Exercise description: Write out each line beneath this one exactly as it reads.

──────── Records shown

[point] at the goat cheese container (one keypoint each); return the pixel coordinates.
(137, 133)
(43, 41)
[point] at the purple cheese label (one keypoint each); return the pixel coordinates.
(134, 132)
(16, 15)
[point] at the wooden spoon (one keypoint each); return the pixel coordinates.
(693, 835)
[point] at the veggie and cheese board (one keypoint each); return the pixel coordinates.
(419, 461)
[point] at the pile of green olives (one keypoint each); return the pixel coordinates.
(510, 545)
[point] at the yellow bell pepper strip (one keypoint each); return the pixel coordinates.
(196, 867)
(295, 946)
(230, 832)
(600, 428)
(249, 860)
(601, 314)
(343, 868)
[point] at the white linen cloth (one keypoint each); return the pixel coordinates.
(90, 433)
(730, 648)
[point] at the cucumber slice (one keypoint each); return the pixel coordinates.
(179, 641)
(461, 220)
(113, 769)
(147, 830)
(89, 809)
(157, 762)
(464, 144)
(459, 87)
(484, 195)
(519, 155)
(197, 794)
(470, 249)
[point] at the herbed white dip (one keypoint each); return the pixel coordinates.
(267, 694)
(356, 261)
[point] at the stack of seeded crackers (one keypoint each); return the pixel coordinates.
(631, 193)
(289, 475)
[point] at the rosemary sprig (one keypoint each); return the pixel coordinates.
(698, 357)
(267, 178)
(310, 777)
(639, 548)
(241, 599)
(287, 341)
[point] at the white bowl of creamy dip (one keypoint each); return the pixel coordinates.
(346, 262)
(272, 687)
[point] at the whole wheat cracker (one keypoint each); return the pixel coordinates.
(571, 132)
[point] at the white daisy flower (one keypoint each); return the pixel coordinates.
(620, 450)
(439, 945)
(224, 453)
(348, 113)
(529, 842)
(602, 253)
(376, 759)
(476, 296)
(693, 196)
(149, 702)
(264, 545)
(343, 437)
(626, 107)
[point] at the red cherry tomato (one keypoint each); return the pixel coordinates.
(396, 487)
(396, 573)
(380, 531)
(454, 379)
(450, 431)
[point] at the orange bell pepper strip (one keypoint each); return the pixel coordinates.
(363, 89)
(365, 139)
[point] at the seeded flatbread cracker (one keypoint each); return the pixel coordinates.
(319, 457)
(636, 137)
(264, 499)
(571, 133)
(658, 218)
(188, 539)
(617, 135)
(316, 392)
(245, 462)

────────────────

Exercise result:
[point] at the goat cheese container (one keypoint each); return the pixel coordinates.
(137, 133)
(43, 41)
[point] at the purple cheese label (one keypoint each); return the pixel coordinates.
(134, 132)
(16, 15)
[point] at the wooden spoon (one keypoint each); return the pixel coordinates.
(693, 835)
[point] at the veggie and cheese board (one keypoint each); return the pixel coordinates.
(419, 461)
[point] at the pile of green olives (one keypoint each); return the pixel coordinates.
(510, 545)
[point] at the yellow bell pepper strip (one keypoint each); return the pixel coordinates.
(196, 867)
(295, 946)
(230, 832)
(600, 428)
(249, 860)
(601, 314)
(343, 868)
[point] at the white linen cloth (one keypoint each); return the pixel coordinates.
(90, 433)
(730, 648)
[point] at the cucumber slice (one keypoint each); return the pixel coordinates.
(179, 641)
(461, 220)
(113, 769)
(147, 830)
(89, 809)
(157, 762)
(464, 144)
(459, 87)
(484, 195)
(519, 155)
(197, 794)
(470, 249)
[point] at the herbed white dip (one keypoint each); return the pixel coordinates.
(267, 694)
(356, 261)
[point] at the stack of seeded crackers (one keypoint each); return the pixel coordinates.
(631, 193)
(289, 475)
[point] at the rosemary sprig (one keypoint each); return the pixel coordinates.
(698, 357)
(267, 178)
(310, 777)
(639, 548)
(241, 599)
(287, 341)
[point] at the white bowl of creamy dip (one keypoint each); return the pixel coordinates.
(346, 262)
(272, 687)
[point] at the whole wheat cracker (one keypoint each); return the pixel coordinates.
(571, 132)
[point] at the white daisy flower (one keypoint each); return the pixel coordinates.
(620, 450)
(439, 945)
(224, 453)
(348, 113)
(529, 842)
(602, 253)
(376, 759)
(476, 296)
(693, 196)
(149, 702)
(264, 545)
(343, 437)
(626, 107)
[point] at the red cherry tomato (one keypoint each); return the pixel coordinates.
(396, 487)
(396, 573)
(380, 531)
(454, 379)
(450, 431)
[point] at the orange bell pepper strip (one keypoint each); return the pixel coordinates.
(363, 89)
(365, 139)
[point] at the seeded flatbread cracker (one keypoint each); return the pixel coordinates.
(319, 457)
(636, 137)
(264, 499)
(571, 133)
(658, 218)
(188, 539)
(617, 135)
(316, 392)
(245, 462)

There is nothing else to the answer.